PASSAGE TO READ:
Brian Kilmeade interviewed him for a nearly five-minute segment early Wednesday morning on the Fox News Channel show.

 MacLeod, who teaches at Jones School of Law at Faulkner University in Montgomery, Alabama, has also banned arguments in his classroom that appeal to –isms, which he maintains prevent students from thinking.

“What I’m reacting to there is the use of labels like ‘racism’ … that really foreclose thought,” MacLeod said. “What I object to is the use of labels to end the conversation and to avoid thinking critically about important questions.”

MacLeod also insists that students explain what they mean when they throw out certain buzzwords.

“With ‘racist’ or ‘equal’ or ‘diverse,’ I’m open to hearing why it is that, if you can make an argument,” MacLeod said.

MacLeod teaches a Foundations of Law course that includes centuries-old texts such as the Code of Hammurabi, the Trial of Socrates, and the works of John Locke.

RECORDS SHOWN:
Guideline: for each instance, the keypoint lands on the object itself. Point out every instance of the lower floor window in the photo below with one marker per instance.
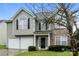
(61, 40)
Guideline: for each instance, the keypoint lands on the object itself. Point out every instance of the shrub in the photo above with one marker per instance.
(32, 48)
(58, 48)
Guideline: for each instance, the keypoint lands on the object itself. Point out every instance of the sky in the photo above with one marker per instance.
(7, 10)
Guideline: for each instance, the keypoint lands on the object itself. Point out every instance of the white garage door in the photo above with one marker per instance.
(13, 43)
(26, 42)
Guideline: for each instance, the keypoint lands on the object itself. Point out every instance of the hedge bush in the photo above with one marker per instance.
(58, 48)
(31, 48)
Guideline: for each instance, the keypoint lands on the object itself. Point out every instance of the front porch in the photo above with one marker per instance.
(42, 40)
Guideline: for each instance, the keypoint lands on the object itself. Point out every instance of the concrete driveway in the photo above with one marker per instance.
(10, 52)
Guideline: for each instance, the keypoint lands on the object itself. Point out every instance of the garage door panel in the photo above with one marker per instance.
(26, 42)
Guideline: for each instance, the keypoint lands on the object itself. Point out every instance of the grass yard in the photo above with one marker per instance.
(45, 53)
(3, 46)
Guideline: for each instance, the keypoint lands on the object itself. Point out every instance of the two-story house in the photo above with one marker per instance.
(24, 31)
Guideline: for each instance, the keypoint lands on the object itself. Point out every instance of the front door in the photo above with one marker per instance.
(42, 42)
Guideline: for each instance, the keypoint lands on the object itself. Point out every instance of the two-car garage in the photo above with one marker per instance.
(20, 42)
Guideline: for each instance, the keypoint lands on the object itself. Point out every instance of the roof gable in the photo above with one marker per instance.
(22, 10)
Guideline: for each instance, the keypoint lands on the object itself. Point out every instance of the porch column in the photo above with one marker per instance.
(48, 39)
(34, 40)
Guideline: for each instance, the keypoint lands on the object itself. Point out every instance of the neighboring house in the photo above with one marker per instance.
(3, 32)
(23, 31)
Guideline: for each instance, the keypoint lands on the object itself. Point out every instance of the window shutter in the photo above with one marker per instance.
(28, 23)
(17, 24)
(39, 26)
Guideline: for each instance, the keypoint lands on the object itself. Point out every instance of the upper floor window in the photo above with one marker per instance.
(61, 40)
(28, 23)
(39, 26)
(58, 26)
(22, 23)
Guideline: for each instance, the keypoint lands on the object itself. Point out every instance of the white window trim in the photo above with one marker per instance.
(60, 38)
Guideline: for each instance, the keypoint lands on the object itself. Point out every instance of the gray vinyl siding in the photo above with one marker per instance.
(23, 32)
(3, 33)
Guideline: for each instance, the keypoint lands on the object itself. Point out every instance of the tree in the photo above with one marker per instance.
(67, 19)
(63, 15)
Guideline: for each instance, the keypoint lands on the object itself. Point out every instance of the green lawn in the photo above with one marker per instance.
(3, 46)
(45, 53)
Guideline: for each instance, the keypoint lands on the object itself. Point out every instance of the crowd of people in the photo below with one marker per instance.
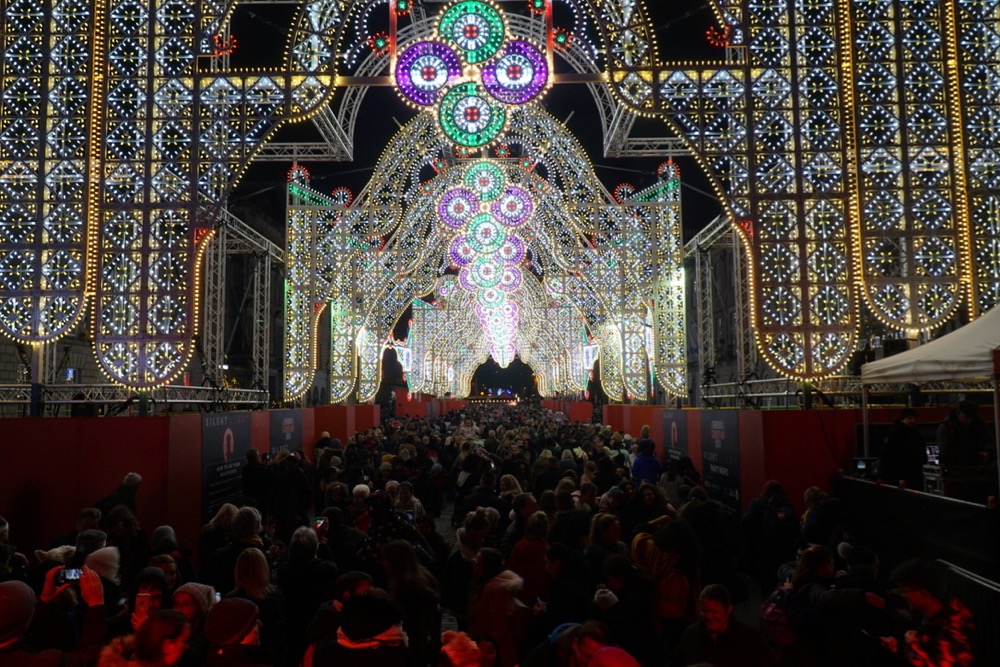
(497, 535)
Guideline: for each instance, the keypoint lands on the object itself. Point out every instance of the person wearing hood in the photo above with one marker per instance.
(19, 608)
(371, 635)
(494, 609)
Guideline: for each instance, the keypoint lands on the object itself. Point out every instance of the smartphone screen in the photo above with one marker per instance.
(142, 601)
(70, 574)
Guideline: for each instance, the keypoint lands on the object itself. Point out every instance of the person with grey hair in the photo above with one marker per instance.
(306, 581)
(245, 530)
(719, 639)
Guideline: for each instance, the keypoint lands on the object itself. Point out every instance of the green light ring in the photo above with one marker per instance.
(483, 16)
(461, 96)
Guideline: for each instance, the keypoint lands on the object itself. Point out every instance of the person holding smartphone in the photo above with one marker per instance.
(19, 604)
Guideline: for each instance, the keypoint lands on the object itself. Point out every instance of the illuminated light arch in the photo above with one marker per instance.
(420, 244)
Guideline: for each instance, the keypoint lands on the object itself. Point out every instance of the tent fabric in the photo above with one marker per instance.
(964, 355)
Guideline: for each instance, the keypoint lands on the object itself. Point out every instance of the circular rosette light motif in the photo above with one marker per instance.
(468, 118)
(458, 206)
(476, 27)
(485, 234)
(466, 281)
(512, 250)
(486, 272)
(485, 179)
(491, 297)
(510, 279)
(460, 251)
(423, 71)
(514, 207)
(517, 76)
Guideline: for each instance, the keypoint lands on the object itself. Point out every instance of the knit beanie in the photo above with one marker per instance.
(17, 604)
(106, 563)
(612, 656)
(132, 479)
(164, 539)
(89, 541)
(202, 594)
(229, 621)
(366, 616)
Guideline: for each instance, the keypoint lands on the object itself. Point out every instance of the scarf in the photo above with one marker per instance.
(392, 636)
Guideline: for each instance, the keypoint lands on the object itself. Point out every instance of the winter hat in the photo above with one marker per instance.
(459, 648)
(164, 539)
(203, 595)
(17, 604)
(612, 656)
(90, 541)
(366, 616)
(230, 621)
(105, 562)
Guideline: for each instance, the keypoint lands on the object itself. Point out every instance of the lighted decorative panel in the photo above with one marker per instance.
(481, 236)
(119, 141)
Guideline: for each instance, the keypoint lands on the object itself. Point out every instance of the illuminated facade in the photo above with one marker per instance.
(854, 143)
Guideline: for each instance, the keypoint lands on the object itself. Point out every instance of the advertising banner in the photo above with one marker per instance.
(720, 455)
(225, 440)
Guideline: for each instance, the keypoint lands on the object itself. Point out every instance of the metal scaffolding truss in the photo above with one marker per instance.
(234, 237)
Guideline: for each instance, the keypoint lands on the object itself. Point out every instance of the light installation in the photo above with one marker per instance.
(473, 76)
(504, 253)
(853, 143)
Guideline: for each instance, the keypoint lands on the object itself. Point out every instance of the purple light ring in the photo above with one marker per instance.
(498, 84)
(403, 74)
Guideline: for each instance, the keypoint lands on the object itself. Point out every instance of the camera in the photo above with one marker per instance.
(70, 574)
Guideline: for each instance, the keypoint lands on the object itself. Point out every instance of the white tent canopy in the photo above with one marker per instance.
(964, 355)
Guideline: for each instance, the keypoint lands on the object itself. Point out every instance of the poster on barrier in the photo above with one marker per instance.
(674, 436)
(286, 430)
(225, 439)
(720, 457)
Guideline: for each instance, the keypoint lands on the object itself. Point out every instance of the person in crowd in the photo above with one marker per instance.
(193, 601)
(717, 638)
(217, 532)
(89, 518)
(328, 617)
(495, 610)
(245, 531)
(416, 591)
(20, 610)
(232, 629)
(646, 467)
(822, 612)
(456, 586)
(770, 532)
(523, 506)
(903, 454)
(371, 635)
(252, 581)
(943, 637)
(627, 604)
(527, 560)
(605, 541)
(306, 581)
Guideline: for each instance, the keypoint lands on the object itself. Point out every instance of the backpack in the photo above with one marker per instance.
(775, 625)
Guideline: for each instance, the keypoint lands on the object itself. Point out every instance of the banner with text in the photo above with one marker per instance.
(720, 455)
(225, 440)
(674, 436)
(286, 430)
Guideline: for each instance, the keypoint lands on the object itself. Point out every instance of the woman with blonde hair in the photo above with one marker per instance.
(252, 576)
(215, 534)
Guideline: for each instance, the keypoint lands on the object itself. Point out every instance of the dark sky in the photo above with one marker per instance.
(680, 27)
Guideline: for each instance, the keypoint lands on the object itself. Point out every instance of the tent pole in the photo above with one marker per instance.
(996, 405)
(864, 417)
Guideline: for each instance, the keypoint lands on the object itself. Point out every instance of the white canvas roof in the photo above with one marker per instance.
(965, 354)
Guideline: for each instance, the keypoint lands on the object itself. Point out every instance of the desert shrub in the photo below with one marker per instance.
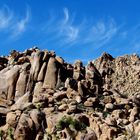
(67, 122)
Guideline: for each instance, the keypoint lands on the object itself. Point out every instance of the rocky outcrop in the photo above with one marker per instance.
(43, 97)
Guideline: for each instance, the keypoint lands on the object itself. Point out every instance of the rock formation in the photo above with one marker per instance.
(43, 97)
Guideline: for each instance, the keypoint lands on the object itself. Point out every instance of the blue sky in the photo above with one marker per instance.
(75, 29)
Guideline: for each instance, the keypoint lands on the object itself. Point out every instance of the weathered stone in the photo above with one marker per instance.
(21, 84)
(51, 74)
(24, 129)
(63, 107)
(133, 114)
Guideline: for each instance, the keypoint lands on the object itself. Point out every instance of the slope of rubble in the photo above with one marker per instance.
(42, 97)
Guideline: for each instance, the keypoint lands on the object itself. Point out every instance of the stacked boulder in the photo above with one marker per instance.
(43, 97)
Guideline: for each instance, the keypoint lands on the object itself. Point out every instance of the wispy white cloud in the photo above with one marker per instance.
(68, 32)
(12, 23)
(20, 26)
(5, 17)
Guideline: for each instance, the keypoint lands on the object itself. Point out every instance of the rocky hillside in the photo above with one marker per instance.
(44, 98)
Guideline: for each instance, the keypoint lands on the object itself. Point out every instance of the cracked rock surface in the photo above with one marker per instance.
(42, 97)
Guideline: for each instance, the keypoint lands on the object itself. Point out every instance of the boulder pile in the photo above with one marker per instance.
(42, 97)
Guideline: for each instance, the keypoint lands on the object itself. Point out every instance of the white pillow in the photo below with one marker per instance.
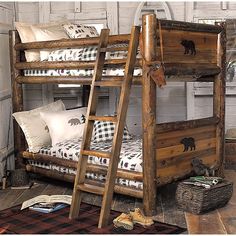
(65, 125)
(80, 31)
(27, 35)
(33, 126)
(54, 32)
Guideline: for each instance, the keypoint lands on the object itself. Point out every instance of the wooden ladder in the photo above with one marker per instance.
(79, 185)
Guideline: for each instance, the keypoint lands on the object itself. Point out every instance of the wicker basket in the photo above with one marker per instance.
(198, 200)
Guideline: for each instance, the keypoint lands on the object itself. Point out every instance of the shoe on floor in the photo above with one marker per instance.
(139, 218)
(124, 220)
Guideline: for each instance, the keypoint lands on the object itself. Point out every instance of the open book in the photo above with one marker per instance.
(47, 199)
(47, 207)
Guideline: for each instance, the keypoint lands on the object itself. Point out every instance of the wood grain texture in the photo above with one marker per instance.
(149, 39)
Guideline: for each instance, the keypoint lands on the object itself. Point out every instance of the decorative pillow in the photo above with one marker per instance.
(65, 125)
(33, 126)
(27, 35)
(104, 131)
(54, 32)
(80, 31)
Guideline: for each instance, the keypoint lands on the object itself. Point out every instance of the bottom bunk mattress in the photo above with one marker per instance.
(130, 158)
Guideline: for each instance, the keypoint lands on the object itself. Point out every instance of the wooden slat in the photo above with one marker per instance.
(91, 189)
(70, 178)
(182, 125)
(96, 153)
(126, 174)
(119, 129)
(70, 64)
(172, 151)
(17, 96)
(149, 39)
(172, 141)
(69, 43)
(187, 26)
(104, 118)
(109, 83)
(71, 79)
(88, 127)
(219, 98)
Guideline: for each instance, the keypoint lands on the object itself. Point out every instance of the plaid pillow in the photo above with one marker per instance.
(104, 131)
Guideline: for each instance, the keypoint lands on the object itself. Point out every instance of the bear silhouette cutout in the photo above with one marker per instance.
(189, 144)
(189, 47)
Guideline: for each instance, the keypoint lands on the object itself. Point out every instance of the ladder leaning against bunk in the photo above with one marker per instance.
(79, 185)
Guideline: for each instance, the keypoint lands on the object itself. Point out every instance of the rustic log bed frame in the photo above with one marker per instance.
(164, 158)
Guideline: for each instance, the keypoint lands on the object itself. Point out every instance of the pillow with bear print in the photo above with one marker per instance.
(75, 31)
(65, 125)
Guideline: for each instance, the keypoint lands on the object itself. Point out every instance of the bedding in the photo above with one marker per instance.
(65, 125)
(34, 127)
(81, 54)
(32, 32)
(130, 158)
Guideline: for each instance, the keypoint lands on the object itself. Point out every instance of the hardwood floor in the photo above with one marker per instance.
(220, 221)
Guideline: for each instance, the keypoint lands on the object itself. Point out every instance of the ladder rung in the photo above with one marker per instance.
(96, 153)
(91, 189)
(108, 83)
(104, 118)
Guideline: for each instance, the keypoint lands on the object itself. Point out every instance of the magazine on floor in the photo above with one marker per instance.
(47, 207)
(47, 199)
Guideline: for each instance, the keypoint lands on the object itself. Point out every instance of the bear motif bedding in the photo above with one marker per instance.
(81, 54)
(130, 158)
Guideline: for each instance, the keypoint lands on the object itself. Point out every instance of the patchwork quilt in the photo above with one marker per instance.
(130, 158)
(81, 54)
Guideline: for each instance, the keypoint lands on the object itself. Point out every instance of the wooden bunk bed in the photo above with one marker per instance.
(191, 52)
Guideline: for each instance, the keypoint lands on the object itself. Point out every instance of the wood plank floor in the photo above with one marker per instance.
(220, 221)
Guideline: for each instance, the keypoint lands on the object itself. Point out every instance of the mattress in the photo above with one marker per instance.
(81, 54)
(130, 158)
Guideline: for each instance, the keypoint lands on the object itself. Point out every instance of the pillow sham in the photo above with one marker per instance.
(27, 35)
(65, 125)
(80, 31)
(33, 126)
(54, 32)
(104, 131)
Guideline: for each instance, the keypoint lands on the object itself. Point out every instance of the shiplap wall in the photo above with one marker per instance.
(173, 104)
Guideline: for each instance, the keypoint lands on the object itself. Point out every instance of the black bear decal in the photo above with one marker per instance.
(189, 47)
(189, 143)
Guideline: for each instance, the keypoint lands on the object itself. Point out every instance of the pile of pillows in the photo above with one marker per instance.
(51, 31)
(52, 124)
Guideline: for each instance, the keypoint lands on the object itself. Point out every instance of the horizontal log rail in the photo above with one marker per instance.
(137, 80)
(189, 124)
(73, 164)
(187, 26)
(70, 178)
(70, 43)
(71, 64)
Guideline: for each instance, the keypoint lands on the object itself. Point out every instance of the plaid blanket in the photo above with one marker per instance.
(14, 221)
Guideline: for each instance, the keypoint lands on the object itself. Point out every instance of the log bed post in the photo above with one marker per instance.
(149, 39)
(17, 96)
(219, 99)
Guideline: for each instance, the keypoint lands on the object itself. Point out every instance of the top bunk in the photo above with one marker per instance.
(188, 52)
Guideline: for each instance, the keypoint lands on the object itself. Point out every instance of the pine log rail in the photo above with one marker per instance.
(70, 178)
(136, 176)
(69, 43)
(182, 125)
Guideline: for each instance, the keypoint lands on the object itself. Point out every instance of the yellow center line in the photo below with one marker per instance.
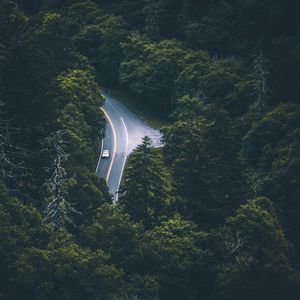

SHORT PROBLEM: Carry on the piece about the law professor's classroom rules, starting right after its last sentence. The material has nothing to do with the piece about the law professor's classroom rules.

EXERCISE RESULT:
In the New Boston Post column MacLeod says that many Millennials don’t how to think and argue. On Fox and Friends, he said since he is trying to train lawyers he has to do his best to get them to do both.

“My whole objective here is to get them to think critically about these questions, to develop an appetite for the truth, and to really learn how to pursue the truth on their own. And so I don’t want them to fall back on labels as a crutch, or as a way of avoiding what really should be a tremendous opportunity to think alongside great thinkers about really interesting things,” MacLeod told Kilmeade on Fox and Friends.